> Texte fourni:
===

Nous savons depuis longtemps que certains insectes, comme les abeilles, aident les plantes à se reproduire en propageant leur pollen d’une plante à l’autre. Or, des biologistes ont récemment identifié un processus étonnamment similaire dans le monde sous-marin, impliquant des algues rouges et de minuscules crustacés. C’est le premier cas connu d’un animal aidant les algues à se reproduire. Cette nouvelle découverte pourrait également suggérer que la pollinisation a d’abord évolué dans les océans.
Chez les plantes à fleurs, la pollinisation représente le transport du pollen des organes de reproduction mâles (étamines) vers le ou les organes de reproduction femelles (pistil), permettant ainsi la reproduction sexuée. Le processus peut être opéré par le vent, mais 90 % des plantes à fleurs restent aujourd’hui pollinisées par les animaux, principalement des insectes.
Jusqu’à récemment, nous pensions que la pollinisation des espèces végétales par les animaux était un processus exclusivement terrestre. Les choses ont évolué en 2016 lorsque des scientifiques ont découvert que le zooplancton pollinisait Thalassia testudinum, une espèce d’herbe marine trouvée dans les Caraïbes. Les herbes marines sont les seules plantes à fleurs qui poussent dans les environnements marins.

===

> Liste des tâches:
#1 Répondez aux questions suivantes à l'aide du texte sur la pollinisation sous-marine.
(a) Quelle proportion des plantes à fleurs est aujourd'hui pollinisée par les animaux ?
(b) En quelle année a-t-on découvert que le zooplancton pollinisait Thalassia testudinum ?
(c) Quels animaux aident les algues rouges à se reproduire ?
#2 Rédigez la suite du texte sur la pollinisation sous-marine, en reprenant après sa dernière phrase.
Les données ci-dessous proviennent d'une autre source.

Données recueillies:
===

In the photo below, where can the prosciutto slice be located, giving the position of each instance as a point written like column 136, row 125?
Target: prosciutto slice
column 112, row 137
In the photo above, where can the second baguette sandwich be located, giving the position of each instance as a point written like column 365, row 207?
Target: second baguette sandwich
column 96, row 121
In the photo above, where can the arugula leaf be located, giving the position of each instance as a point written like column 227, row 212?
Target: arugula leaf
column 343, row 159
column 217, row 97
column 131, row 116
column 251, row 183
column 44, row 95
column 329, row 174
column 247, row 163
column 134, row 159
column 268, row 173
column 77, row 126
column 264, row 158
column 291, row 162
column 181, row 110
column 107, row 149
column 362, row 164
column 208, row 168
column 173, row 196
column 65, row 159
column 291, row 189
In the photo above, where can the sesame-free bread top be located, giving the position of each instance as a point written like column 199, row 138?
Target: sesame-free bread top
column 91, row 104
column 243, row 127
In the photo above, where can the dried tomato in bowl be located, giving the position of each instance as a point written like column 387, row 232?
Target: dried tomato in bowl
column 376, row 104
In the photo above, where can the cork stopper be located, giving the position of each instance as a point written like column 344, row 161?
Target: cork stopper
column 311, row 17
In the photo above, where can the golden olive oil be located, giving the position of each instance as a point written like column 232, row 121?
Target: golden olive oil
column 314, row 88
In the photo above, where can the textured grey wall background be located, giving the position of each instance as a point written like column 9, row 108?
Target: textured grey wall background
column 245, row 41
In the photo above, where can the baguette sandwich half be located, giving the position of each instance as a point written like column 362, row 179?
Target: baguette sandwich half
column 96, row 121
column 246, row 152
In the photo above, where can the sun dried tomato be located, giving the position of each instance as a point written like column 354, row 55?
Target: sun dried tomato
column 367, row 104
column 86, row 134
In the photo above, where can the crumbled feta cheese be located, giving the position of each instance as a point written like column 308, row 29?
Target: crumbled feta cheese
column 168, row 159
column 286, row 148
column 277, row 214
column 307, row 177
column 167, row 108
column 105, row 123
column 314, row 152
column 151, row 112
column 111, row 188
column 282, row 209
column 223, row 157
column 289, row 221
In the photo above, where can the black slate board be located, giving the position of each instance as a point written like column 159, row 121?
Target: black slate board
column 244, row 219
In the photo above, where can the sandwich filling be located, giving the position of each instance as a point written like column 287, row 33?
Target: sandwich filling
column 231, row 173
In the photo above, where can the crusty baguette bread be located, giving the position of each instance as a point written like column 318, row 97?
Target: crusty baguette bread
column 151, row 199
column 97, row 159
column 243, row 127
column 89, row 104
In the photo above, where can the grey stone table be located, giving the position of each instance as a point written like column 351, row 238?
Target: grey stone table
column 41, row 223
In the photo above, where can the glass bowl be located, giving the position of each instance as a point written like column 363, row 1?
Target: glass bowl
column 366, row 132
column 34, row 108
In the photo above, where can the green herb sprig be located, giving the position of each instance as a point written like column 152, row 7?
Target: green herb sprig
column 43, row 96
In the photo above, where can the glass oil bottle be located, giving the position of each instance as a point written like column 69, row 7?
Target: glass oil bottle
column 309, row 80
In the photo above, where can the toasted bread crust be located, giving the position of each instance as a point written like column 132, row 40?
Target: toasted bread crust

===

> Corrigé par tâche:
#1
(a) 90 % des plantes à fleurs.
(b) En 2016.
(c) De minuscules crustacés.

#2
Cependant, les herbiers ne sont pas les seuls concernés en milieu marin. D’après une étude, un minuscule crustacé nommé Idotea balthica jouerait en effet également ce rôle de pollinisateur pour une espèce d’algue rouge nommée Gracilaria gracilis. Ces travaux, dirigés par la doctorante Emma Lavaut, de l’Université de la Sorbonne, et la généticienne Myriam Valero du CNRS, ont été publiés dans la revue Science.
Des pollinisateurs efficaces
Les chercheurs ont fait cette découverte après avoir souligné une densité inhabituellement élevée d’invertébrés marins visitant les algues rouges qu’ils étudiaient. Ces algues ont toujours semblé populaires auprès des invertébrés, en particulier l’espèce d’isopode Idotea balthica. Nous savons par ailleurs que Gracilaria gracilis produit des spermaties qui, comme les grains de pollen, ne peuvent pas se déplacer d’elles-mêmes. Des études antérieures ont suggéré que ces spermaties étaient dispersées par les courants océaniques. Dans le cadre de ces nouveaux travaux, l’équipe s’est demandé si ces petits crustacés pouvaient également jouer un rôle.
Pour tester leur hypothèse, les chercheurs ont placé des algues mâle et femelle à une quinzaine de centimètres l’un de l’autre dans des réservoirs. La moitié des réservoirs étaient peuplés de minuscules crustacés, les autres non. À la fin de leur expérience, ils ont constaté que la fertilisation se produisait environ vingt fois plus dans les réservoirs avec les isopodes.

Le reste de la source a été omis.